Data extract -

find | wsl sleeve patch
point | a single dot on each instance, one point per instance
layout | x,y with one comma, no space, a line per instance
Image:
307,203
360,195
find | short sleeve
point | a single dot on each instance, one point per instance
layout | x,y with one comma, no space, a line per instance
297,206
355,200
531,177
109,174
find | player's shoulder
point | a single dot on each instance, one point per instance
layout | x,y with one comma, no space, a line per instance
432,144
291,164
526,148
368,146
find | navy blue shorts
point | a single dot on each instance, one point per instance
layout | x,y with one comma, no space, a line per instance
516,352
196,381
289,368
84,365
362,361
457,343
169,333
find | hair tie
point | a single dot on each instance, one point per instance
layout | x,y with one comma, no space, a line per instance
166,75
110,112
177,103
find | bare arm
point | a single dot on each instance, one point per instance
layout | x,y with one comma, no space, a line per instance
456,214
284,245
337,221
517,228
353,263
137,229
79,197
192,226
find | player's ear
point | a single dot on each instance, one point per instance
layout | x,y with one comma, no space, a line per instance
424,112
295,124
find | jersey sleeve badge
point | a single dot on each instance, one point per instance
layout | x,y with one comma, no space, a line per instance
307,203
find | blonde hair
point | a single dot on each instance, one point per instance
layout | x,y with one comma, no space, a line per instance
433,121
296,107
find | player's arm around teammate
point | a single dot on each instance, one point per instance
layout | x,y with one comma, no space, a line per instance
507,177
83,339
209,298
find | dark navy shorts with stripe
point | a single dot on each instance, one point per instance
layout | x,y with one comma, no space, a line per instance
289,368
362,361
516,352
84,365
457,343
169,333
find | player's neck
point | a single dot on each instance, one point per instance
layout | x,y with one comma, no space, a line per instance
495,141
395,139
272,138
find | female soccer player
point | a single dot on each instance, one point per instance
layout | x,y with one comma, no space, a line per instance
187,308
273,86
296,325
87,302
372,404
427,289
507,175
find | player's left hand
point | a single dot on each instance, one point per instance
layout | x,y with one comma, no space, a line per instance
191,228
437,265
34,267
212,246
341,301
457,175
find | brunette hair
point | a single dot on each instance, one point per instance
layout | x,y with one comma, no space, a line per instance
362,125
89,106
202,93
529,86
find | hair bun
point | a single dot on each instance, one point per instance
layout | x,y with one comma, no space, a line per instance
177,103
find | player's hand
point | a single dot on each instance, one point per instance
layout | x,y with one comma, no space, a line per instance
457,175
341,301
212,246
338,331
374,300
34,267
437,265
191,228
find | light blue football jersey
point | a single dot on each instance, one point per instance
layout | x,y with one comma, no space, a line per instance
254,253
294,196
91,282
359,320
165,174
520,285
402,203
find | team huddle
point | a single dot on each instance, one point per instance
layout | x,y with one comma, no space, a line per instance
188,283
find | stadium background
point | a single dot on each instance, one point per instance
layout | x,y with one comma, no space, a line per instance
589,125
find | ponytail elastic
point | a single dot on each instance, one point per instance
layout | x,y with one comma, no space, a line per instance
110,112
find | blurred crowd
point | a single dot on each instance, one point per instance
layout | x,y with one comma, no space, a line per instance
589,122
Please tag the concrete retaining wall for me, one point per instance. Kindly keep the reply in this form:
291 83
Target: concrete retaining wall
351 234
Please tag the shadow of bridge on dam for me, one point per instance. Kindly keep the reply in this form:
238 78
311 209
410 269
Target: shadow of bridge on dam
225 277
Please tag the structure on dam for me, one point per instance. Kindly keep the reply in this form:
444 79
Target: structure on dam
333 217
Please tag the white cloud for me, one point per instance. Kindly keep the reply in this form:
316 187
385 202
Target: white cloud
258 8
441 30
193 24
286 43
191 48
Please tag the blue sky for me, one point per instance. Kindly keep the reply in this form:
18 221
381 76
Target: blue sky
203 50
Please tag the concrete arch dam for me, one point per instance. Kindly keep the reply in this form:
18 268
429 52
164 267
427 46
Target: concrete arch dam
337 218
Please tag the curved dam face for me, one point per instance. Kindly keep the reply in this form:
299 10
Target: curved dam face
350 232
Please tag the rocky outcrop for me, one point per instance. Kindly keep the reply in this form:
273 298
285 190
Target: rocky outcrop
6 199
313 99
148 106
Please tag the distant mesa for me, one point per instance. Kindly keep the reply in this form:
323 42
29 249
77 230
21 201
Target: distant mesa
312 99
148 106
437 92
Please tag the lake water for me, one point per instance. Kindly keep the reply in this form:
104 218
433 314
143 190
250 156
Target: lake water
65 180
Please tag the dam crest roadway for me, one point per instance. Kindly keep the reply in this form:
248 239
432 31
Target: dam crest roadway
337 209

Requirement -
Repeat the material above in full, exactly as it stands.

Result for this exercise -
find | wsl sleeve patch
point | a single dot on each instance, one point per instance
layout | x,y with one comma, no space, a line per instance
Image:
307,203
360,195
find | short sleeve
point | a single dot on each instance, one point per instance
layout | x,y with one comma, no space, a line per instance
297,206
355,200
531,177
109,174
find | player's shoulder
point | a single dot on each instance, one point per instance
layout | x,y with one comma, no space, a line per instance
432,144
291,164
526,148
368,146
find | navy blue shorts
point | a single dot on each instance, one point per instance
layout | x,y with one comma, no space, a line per instance
516,352
196,381
289,368
84,365
362,361
457,343
169,333
find | hair tie
point | a single dot on each instance, one point per instance
layout | x,y with one comma, no space, a line per instance
166,75
110,112
177,103
find | bare arm
point | a single dot on each instance, one point per instance
layout | x,y with one comma, no space, a line per instance
456,214
284,245
337,221
517,228
353,263
137,229
79,197
192,226
find | player's ear
point | a single dot on each instance, one point per instance
layout | x,y with one comma, no space, a line per instance
424,112
295,124
find | jersey sleeve badge
point | a single dot on each instance, one point per instance
layout | x,y with one comma, no space, a line per instance
307,203
find | blonde hair
point | a single dot on each instance, one point per instance
layout | x,y with one comma, no space, a line per instance
433,121
296,107
find | player's arm around teammate
point | a single dot on each instance, one point per instance
layout | x,y with one comma, no space, a line per instance
507,177
83,339
209,298
find | dark navy shorts with stripe
point | a single dot on each instance, one point per instance
layout | x,y with one comma, no space, a line per instance
289,368
362,361
516,352
84,365
457,343
169,333
find | player's neck
point | a single dot on each instance, one point per instance
layout | x,y with one comma, no space, a line per instance
495,141
395,139
272,138
find | female soccer player
point | a single dot on each instance, one point per instance
layout | x,y with one comma, no space, a line per instance
187,308
273,86
296,325
87,302
372,404
427,289
507,175
find | player's left hand
point | a single dot on each instance, one point per instance
layout | x,y with one comma, no space, a line per instance
191,228
437,265
34,267
212,246
341,301
457,175
find | brunette hair
point | a single dot on each instance, one point per instance
layout | x,y with one comma, no space, a line per instance
362,125
89,106
202,93
529,86
find | hair bun
point | a single dot on each instance, one point per instance
layout | x,y with one comma, no space, a line per instance
177,103
find | player's hand
point | a single dot on each instance, one point per instance
layout | x,y with one comma, no space, a line per instance
457,175
341,301
212,246
338,331
374,300
34,267
437,265
191,228
find | light blue football jersey
point | a single dot on each instance, one point per instance
layout | x,y with one comma, no space, a line per instance
254,253
294,196
91,282
359,320
165,174
520,285
402,203
find | team huddle
point | a single dot on each instance, one point per instance
layout | x,y with one comma, no space, a line per instance
188,283
find | stadium background
point | a single dot on each instance, one point per instance
layout | x,y with one comma, no space, a line per instance
589,125
find | ponytail elastic
point | a single dot on each instance, one point per instance
layout | x,y with one comma, no space, a line per instance
110,112
find | blurred crowd
point | a single dot on each instance, one point per instance
layout | x,y with one comma, no space, a line per instance
589,122
Please tag the concrete retaining wall for me, one point per instance. Kindly keep the reply in this form:
291 83
Target: concrete retaining wall
351 234
Please tag the shadow of bridge on dam for me, one point per instance. Kindly keep the reply in this form:
238 78
311 209
410 269
Target: shadow of bridge on dam
225 277
Please tag the structure on dam for me, one point per instance. Kindly keep the reply in this form:
444 79
Target: structure on dam
333 217
Please tag the white cloud for me, one point per instance. Kindly keep the reply in this form:
316 187
385 202
Target: white cloud
258 8
441 30
193 24
286 43
191 48
Please tag the blue sky for me, one point per instance. Kindly keep the reply in this form:
18 221
381 76
Target: blue sky
203 50
Please tag the concrete arch dam for me, one point per instance. Kindly keep the reply in this form:
18 268
429 52
164 267
427 46
Target: concrete arch dam
337 218
Please tag the curved dam face for me, one point per instance. Kindly keep the reply in this form:
299 10
Target: curved dam face
350 232
Please tag the rocky outcrop for me, one point per instance. Kindly keep the reply in this form:
273 298
285 190
Target: rocky outcrop
6 199
313 99
148 106
Please tag the distant mesa for me, one point per instance. Kindly keep the reply in this form:
323 42
29 249
77 230
21 201
Target: distant mesa
312 99
148 106
437 92
Please tag the lake water for me, one point per instance. Kindly keep the reply in this form:
104 218
433 314
143 190
250 156
Target: lake water
65 180
Please tag the dam crest roadway for me, one point per instance. Kindly keep the reply in this form:
248 239
432 31
Target: dam crest roadway
337 209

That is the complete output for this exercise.